Should bank stress test results be public?

Today the 19 largest banks are getting the results of their stress tests from their regulators.  Should these results be made public?

This is not a simple question.

The big upside is that markets will have more information, and that all market participants will have access to the same information.  This can allow investors, counterparties, and customers to evaluate the health and stability of the banks with which they are doing business.  I have a default presumption that more information more widely disseminated is a good thing.

Downside 1:  Some banks might be just above the bubble but rank low.  They may still be healthy enough to survive and eventually succeed, but if they are disclosed to be among the weakest, that disclosure may cause a run of depositors, counterparties, or investors.  This could push some marginal banks over the edge and cause them to fail.

▶ [EXERCISES TO COMPLETE]:
(1) In the rows, convert the lines beginning with the line that contains "Segment every instance of the palm tree." and continuing through the line that contains "[[[274,172],[274,167],[268,167],[263,172]]]" into a JSON list of strings, one string per line, with blank lines omitted. Leave the picture lines out of the list.
(2) Continue the passage on whether bank stress test results should be made public, starting from where it stops.

▶ [DATA PROVIDED]:
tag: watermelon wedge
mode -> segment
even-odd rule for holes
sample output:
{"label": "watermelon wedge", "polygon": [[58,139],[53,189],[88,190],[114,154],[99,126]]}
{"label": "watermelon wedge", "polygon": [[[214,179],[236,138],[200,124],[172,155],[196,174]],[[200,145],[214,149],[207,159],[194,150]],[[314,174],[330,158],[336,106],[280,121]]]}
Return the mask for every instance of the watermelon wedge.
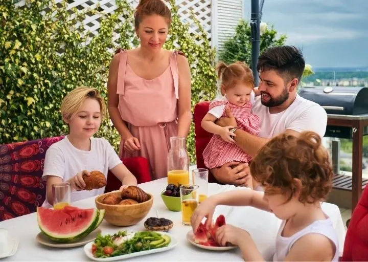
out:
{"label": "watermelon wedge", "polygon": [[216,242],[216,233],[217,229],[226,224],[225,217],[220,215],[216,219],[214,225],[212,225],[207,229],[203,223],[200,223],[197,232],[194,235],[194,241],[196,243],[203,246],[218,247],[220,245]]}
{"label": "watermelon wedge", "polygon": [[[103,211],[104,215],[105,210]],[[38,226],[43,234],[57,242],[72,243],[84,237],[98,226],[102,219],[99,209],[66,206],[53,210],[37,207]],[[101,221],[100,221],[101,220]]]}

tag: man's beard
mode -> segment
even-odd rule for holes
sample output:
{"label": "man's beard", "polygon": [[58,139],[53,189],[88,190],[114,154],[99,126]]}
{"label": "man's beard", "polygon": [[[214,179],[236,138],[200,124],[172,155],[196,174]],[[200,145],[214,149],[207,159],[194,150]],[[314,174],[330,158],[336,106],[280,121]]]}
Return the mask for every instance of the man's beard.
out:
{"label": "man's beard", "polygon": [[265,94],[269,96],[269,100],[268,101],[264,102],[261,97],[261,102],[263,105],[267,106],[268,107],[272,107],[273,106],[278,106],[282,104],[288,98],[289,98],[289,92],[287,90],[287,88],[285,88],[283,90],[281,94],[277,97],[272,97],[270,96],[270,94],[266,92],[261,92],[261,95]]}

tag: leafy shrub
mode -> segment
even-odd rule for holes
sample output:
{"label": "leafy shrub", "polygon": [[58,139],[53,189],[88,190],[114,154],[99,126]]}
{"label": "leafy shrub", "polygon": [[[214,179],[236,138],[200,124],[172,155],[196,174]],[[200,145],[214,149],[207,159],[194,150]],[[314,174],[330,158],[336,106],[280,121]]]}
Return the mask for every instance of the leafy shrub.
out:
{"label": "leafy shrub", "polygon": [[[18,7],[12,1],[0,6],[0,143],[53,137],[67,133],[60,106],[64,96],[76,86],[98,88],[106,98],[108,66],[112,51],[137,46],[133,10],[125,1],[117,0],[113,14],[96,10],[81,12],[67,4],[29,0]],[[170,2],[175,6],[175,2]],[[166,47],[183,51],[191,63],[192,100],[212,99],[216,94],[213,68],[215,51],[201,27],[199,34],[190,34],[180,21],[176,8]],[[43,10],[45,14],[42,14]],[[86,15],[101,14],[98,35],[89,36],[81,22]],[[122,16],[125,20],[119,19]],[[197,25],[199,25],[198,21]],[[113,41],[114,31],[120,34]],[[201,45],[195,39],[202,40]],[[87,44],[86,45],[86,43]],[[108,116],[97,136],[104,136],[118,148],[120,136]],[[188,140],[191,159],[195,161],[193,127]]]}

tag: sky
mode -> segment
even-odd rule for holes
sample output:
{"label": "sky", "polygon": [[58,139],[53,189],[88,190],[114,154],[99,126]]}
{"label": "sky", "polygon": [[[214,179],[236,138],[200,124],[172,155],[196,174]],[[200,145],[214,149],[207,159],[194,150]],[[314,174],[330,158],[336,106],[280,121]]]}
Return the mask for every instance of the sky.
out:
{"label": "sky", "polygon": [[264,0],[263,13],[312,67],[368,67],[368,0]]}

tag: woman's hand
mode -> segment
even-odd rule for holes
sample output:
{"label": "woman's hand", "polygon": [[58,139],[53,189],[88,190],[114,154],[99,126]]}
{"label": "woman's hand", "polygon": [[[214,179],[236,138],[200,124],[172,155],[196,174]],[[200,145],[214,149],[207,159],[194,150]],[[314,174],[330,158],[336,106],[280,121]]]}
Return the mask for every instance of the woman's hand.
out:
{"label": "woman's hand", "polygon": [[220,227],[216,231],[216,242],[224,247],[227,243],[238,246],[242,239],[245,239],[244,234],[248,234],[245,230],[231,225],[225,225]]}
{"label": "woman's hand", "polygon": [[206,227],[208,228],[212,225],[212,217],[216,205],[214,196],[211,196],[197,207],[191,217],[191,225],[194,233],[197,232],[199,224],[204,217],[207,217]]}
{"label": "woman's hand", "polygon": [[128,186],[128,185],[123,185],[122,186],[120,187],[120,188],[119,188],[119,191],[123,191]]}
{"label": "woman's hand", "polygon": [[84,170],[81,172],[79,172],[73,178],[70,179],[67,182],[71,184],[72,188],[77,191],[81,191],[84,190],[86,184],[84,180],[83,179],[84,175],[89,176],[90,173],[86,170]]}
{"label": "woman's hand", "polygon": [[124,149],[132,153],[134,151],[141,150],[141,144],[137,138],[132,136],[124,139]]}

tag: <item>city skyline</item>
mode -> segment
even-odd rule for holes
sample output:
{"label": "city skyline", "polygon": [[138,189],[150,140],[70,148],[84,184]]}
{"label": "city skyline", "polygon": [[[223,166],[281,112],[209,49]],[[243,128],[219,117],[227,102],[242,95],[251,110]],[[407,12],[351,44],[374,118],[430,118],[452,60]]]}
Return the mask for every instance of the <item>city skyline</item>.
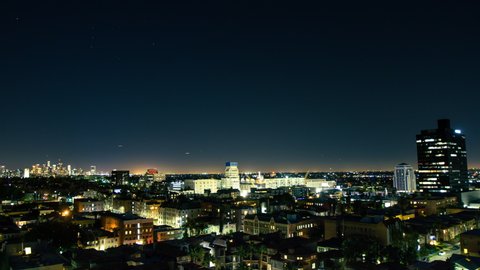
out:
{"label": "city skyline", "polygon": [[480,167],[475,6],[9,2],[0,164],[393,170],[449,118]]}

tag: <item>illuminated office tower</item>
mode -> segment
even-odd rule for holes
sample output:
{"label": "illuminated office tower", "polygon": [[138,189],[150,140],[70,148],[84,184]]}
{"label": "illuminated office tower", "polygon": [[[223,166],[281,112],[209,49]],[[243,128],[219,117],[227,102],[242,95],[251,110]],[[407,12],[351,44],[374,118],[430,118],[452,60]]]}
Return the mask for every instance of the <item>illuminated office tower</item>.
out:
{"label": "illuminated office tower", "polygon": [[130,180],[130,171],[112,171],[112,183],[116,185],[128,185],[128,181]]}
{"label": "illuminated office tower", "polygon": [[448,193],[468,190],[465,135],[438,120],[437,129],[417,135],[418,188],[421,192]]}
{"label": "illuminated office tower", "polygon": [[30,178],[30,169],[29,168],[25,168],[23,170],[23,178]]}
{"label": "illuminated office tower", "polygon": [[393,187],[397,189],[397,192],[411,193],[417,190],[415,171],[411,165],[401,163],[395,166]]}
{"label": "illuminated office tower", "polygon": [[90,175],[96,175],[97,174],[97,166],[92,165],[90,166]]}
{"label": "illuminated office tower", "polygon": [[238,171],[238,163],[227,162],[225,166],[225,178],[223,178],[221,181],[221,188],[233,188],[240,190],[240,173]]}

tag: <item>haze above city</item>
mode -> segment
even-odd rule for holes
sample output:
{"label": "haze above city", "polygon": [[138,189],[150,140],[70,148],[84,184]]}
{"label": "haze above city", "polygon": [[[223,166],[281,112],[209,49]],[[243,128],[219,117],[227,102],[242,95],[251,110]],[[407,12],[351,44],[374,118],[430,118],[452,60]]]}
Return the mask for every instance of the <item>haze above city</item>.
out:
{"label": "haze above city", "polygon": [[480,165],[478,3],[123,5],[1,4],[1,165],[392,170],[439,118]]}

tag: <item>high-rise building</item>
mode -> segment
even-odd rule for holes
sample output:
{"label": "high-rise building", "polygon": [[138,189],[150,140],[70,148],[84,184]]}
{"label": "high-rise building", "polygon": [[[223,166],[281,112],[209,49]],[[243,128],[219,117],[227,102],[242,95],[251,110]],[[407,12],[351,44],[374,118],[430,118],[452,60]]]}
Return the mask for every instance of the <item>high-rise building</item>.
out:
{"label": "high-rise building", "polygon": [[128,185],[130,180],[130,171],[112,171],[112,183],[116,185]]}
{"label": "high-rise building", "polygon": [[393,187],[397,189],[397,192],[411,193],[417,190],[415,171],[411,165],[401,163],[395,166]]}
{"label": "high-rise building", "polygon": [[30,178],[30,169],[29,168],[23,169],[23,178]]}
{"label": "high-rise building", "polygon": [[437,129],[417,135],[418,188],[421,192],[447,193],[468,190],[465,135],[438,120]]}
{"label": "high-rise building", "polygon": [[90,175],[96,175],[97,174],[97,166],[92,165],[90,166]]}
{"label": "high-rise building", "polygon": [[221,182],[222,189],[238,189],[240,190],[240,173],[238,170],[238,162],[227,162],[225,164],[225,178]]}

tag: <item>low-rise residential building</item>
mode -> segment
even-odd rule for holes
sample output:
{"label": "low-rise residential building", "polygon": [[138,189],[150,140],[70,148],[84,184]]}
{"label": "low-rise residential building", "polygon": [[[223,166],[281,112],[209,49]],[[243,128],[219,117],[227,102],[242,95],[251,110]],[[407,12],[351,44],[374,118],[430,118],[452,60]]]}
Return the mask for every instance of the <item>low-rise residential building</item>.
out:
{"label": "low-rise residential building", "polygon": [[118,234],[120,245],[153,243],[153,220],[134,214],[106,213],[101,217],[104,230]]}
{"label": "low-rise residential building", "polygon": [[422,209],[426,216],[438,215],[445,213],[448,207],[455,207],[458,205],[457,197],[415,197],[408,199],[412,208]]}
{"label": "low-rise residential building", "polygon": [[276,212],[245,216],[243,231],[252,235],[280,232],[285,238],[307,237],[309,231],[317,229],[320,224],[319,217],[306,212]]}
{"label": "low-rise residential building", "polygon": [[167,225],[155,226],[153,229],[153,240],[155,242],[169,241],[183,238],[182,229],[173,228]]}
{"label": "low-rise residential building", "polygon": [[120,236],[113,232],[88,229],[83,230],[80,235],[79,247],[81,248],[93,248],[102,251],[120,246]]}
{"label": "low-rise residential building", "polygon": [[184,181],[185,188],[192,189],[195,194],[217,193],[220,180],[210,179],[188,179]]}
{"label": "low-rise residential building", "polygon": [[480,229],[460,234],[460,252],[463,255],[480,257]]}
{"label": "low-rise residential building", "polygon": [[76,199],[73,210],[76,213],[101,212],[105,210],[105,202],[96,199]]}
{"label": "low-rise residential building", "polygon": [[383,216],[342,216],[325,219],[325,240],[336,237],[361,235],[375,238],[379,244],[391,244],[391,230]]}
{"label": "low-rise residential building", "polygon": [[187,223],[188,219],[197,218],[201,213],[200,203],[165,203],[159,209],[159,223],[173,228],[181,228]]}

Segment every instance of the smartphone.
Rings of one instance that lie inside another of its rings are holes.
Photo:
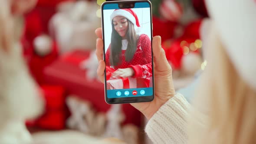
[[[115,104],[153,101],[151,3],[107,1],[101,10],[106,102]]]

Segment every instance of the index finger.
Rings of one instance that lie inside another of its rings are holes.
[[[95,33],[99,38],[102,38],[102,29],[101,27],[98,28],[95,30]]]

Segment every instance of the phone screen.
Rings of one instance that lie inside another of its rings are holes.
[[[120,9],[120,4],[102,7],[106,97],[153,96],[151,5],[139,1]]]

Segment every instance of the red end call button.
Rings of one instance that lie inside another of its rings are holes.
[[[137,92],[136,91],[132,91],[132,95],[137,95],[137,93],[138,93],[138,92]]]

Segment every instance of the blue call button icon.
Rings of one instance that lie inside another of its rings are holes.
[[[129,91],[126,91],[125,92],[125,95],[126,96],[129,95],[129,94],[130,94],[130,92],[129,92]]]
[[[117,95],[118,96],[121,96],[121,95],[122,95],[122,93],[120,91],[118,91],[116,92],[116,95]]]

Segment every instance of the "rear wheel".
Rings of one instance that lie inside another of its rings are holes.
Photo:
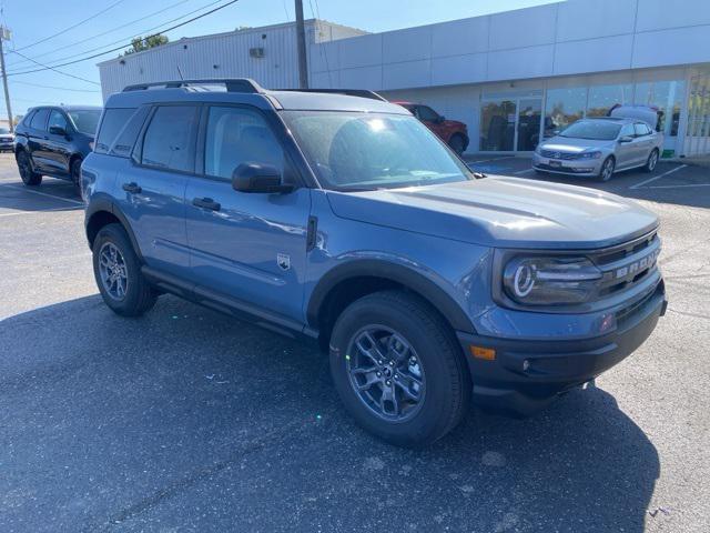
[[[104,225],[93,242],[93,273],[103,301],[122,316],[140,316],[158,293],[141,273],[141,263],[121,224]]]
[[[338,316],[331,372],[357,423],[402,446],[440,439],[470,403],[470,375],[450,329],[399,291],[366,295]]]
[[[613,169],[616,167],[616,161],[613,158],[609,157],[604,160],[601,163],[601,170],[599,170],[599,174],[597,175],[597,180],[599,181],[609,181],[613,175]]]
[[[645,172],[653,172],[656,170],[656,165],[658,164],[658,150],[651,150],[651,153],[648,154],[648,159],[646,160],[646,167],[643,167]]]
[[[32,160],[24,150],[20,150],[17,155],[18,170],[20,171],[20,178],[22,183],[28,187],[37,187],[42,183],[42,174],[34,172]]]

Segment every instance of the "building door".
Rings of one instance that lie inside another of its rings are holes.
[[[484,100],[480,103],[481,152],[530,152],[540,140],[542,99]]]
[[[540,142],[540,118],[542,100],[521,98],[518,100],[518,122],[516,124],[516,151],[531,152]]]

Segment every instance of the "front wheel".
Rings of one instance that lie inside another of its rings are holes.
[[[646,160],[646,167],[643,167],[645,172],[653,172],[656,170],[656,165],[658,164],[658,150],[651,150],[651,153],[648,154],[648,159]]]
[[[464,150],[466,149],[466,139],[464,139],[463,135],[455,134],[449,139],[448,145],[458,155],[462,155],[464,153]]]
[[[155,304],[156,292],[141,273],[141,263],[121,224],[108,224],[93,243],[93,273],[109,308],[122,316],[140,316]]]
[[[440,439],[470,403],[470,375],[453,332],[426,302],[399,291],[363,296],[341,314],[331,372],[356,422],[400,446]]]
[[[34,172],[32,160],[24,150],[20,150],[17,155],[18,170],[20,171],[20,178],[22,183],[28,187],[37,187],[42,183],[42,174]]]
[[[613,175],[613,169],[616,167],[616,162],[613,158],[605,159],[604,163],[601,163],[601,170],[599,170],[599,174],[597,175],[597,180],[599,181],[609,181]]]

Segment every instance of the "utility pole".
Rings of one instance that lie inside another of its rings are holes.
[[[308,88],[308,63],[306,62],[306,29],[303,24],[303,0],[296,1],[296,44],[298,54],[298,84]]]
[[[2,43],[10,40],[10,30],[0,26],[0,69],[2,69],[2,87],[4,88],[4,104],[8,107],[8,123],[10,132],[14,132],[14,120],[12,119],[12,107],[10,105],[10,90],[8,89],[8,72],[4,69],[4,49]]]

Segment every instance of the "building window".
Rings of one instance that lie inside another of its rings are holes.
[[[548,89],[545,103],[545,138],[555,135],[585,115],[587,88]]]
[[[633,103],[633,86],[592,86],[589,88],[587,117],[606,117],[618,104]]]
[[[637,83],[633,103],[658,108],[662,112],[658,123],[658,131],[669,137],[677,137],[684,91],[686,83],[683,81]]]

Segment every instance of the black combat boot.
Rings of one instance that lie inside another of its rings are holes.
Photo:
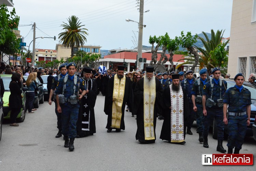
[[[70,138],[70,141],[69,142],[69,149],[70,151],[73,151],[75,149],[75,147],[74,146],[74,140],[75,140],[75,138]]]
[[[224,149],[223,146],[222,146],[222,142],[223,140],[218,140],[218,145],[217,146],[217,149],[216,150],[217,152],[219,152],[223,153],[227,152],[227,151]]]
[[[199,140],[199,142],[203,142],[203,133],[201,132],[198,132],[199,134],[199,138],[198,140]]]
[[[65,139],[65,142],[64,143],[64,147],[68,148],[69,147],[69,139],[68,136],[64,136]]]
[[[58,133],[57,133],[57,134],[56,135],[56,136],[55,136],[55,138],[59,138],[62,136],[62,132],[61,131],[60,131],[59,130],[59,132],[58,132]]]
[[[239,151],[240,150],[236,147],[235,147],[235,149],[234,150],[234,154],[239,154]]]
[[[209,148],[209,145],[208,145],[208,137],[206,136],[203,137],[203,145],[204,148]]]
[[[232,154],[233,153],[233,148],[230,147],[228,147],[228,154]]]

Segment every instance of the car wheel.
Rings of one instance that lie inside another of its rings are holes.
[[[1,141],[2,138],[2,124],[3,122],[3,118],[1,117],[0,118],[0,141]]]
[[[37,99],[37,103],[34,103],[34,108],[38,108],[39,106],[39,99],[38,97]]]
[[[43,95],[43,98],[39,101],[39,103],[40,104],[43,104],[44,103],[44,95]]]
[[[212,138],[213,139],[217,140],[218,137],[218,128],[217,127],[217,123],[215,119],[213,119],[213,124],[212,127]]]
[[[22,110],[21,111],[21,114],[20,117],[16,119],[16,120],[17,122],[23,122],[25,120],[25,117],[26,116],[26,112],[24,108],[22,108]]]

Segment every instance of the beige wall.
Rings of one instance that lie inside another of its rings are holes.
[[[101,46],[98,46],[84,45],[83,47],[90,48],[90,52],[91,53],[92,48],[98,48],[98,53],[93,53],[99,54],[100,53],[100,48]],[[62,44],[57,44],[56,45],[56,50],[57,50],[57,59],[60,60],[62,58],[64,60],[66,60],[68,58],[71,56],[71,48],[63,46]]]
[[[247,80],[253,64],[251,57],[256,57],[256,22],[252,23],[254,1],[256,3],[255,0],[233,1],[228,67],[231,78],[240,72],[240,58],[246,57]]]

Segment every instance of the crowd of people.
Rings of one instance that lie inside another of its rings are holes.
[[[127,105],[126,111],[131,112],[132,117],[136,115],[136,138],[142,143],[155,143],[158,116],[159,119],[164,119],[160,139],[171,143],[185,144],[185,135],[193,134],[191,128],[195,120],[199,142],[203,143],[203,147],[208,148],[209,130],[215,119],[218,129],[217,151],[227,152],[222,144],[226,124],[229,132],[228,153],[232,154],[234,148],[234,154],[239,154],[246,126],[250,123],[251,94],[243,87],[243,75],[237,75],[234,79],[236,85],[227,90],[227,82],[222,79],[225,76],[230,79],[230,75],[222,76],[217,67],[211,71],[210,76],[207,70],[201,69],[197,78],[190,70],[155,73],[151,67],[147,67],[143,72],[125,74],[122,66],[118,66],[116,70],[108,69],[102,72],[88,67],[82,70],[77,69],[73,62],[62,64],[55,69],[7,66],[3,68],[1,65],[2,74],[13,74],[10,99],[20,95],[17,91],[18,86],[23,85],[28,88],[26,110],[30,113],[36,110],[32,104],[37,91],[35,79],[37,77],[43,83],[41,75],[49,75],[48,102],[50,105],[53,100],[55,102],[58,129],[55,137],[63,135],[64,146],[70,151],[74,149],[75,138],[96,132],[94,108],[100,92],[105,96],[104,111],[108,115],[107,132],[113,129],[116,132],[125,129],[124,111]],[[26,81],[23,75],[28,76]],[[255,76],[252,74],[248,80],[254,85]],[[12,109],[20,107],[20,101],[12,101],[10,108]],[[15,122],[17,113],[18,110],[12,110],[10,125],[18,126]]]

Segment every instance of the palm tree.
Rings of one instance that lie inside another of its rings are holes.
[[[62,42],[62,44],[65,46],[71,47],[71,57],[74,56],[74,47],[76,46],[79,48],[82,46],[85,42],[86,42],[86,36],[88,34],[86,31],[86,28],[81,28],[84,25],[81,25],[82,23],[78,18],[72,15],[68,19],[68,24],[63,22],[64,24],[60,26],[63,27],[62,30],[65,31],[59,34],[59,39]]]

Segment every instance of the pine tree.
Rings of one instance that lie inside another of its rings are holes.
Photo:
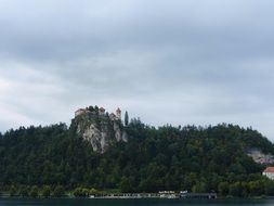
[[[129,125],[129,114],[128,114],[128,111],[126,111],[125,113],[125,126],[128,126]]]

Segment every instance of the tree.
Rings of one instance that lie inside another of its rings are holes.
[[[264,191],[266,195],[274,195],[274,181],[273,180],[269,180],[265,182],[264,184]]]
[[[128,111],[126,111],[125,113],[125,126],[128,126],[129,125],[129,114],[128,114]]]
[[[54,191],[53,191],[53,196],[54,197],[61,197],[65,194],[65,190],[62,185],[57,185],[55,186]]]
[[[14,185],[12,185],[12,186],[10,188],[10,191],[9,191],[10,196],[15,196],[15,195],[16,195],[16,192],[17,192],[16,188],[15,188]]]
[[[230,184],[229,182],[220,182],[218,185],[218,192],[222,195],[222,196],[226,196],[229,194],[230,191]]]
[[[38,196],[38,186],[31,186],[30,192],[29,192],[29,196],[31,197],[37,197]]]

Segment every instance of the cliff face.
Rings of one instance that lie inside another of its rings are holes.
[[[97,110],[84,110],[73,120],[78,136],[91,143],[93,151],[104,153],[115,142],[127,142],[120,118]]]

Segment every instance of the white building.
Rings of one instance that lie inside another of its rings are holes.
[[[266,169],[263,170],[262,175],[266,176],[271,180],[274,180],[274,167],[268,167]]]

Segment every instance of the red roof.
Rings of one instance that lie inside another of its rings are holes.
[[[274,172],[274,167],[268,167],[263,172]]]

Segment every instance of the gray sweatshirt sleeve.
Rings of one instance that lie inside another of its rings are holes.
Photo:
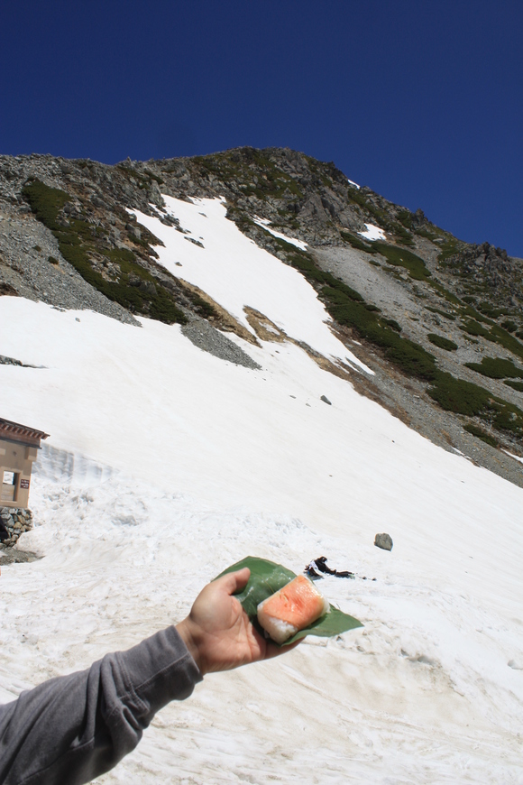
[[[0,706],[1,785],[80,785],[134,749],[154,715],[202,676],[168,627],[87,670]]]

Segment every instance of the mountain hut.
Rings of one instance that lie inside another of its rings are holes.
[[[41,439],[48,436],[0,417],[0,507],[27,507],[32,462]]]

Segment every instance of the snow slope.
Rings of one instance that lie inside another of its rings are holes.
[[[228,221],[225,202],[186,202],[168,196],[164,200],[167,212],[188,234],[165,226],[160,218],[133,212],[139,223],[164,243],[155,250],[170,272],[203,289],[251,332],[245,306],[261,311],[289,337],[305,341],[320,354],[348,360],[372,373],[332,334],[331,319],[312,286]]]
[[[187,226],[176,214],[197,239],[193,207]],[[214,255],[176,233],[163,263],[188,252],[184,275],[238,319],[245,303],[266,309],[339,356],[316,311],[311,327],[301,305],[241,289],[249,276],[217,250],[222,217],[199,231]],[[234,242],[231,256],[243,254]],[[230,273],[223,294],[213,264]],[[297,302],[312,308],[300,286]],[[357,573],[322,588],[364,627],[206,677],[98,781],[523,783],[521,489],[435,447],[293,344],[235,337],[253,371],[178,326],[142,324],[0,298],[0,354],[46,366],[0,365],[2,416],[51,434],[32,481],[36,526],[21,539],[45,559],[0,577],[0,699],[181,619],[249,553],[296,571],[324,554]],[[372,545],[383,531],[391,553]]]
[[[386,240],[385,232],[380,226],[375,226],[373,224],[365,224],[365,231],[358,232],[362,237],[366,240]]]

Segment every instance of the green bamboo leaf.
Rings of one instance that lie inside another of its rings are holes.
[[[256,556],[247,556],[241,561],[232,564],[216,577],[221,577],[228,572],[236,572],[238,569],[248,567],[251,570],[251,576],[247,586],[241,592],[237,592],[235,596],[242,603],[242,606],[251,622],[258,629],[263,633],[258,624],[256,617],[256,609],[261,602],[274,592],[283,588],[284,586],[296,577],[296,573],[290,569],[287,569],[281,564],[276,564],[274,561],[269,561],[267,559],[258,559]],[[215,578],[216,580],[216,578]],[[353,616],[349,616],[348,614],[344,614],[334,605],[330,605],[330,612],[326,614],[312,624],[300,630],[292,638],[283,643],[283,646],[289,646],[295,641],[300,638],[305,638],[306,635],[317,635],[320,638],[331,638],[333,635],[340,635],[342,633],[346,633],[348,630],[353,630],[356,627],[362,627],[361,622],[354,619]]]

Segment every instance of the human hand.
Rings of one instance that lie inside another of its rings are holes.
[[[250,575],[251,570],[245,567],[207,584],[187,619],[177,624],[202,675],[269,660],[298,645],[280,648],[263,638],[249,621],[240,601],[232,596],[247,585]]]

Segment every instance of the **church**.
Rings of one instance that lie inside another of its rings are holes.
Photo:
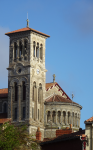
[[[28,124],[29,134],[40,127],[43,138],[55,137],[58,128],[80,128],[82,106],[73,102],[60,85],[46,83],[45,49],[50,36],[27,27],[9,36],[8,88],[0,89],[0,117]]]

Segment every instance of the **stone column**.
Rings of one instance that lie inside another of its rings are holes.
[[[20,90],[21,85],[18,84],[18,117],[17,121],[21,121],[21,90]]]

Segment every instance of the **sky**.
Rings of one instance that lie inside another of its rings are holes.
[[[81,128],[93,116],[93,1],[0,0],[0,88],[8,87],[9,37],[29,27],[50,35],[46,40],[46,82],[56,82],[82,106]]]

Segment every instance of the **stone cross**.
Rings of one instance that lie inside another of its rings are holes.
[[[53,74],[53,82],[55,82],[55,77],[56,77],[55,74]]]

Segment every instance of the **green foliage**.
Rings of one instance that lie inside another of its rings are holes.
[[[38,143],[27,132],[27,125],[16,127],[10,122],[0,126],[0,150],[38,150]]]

▶ [ANSWERS BY TASK]:
(1)
[
  "Segment every instance of the palm tree.",
  "Rings of one instance that lie inside another of its rings are holes.",
  "[[[62,42],[62,44],[65,46],[71,47],[71,57],[74,56],[74,47],[76,46],[79,48],[82,46],[85,42],[86,42],[86,36],[88,34],[86,31],[86,28],[81,28],[84,25],[81,25],[82,23],[78,18],[72,15],[68,19],[68,24],[63,22],[64,24],[60,26],[63,27],[62,30],[65,31],[59,34],[59,39]]]",
  "Segment every instance of the pine tree.",
  "Rings of one instance that lie inside another of its rings are holes.",
  "Photo:",
  "[[[129,125],[129,114],[128,114],[128,111],[126,111],[125,113],[125,126],[128,126]]]",
  "Segment every instance of the tree.",
  "Rings of one instance that lie inside another of its rings are holes.",
  "[[[264,191],[266,195],[274,195],[274,181],[273,180],[269,180],[265,182],[264,184]]]",
  "[[[128,111],[126,111],[125,113],[125,126],[128,126],[129,125],[129,114],[128,114]]]",
  "[[[54,191],[53,191],[53,196],[54,197],[61,197],[65,194],[65,190],[62,185],[57,185],[55,186]]]",
  "[[[14,185],[12,185],[12,186],[10,188],[10,191],[9,191],[10,196],[15,196],[15,195],[16,195],[16,192],[17,192],[16,188],[15,188]]]",
  "[[[230,184],[229,182],[220,182],[218,185],[218,192],[222,195],[222,196],[226,196],[229,194],[230,191]]]",
  "[[[38,196],[38,186],[31,186],[30,192],[29,192],[29,196],[31,197],[37,197]]]",
  "Segment every instance of the cliff face.",
  "Rings of one instance that lie inside another of its rings are holes.",
  "[[[97,110],[84,110],[73,120],[78,136],[91,143],[93,151],[104,153],[115,142],[127,142],[120,118]]]",
  "Segment every instance of the white building.",
  "Rings of one instance that lie inside another of its rings are holes.",
  "[[[266,169],[263,170],[262,175],[266,176],[271,180],[274,180],[274,167],[268,167]]]",
  "Segment every instance of the red roof.",
  "Rings of one instance that lie inside another of its rings are holes.",
  "[[[274,172],[274,167],[268,167],[263,172]]]"
]

(2)
This is not a trivial concern.  Last September there were reports that investors were “testing” even the clearly healthiest investment banks (JPM Chase, Goldman Sachs) shortly after Lehman’s fail.  Senior policymakers remember that vividly, when panic might have destroyed banks that on paper were solid.  From the perspective of the policymakers who have the information, it is easy to understand why they may be highly risk averse.  From their perspective, not disclosing the information may appear to be the safer course.

There is a response to this downside.  Banks that do well in the stress tests have an incentive to let the world know that.  It may be hopeless for policymakers to think they can protect the weaker banks by not having the government release the information, because the strong banks will do it implicitly by shouting their good news.

Downside 2:  The stress tests might not be well-designed.  If they are poorly designed, overly optimistic, or just misinterpreted by the market, then the government could be injecting bad information into the market.  Government may not be smart enough to design the tests to provide enough useful information to the markets.

More importantly, any stress test is highly imperfect, and there is a risk that the results would create a sense of false certainty.  I read a lot of market commentary while working in the White House, and was amazed at how frequently high-level market commentaries completely misinterpreted or misread data that we released (much less policy statements).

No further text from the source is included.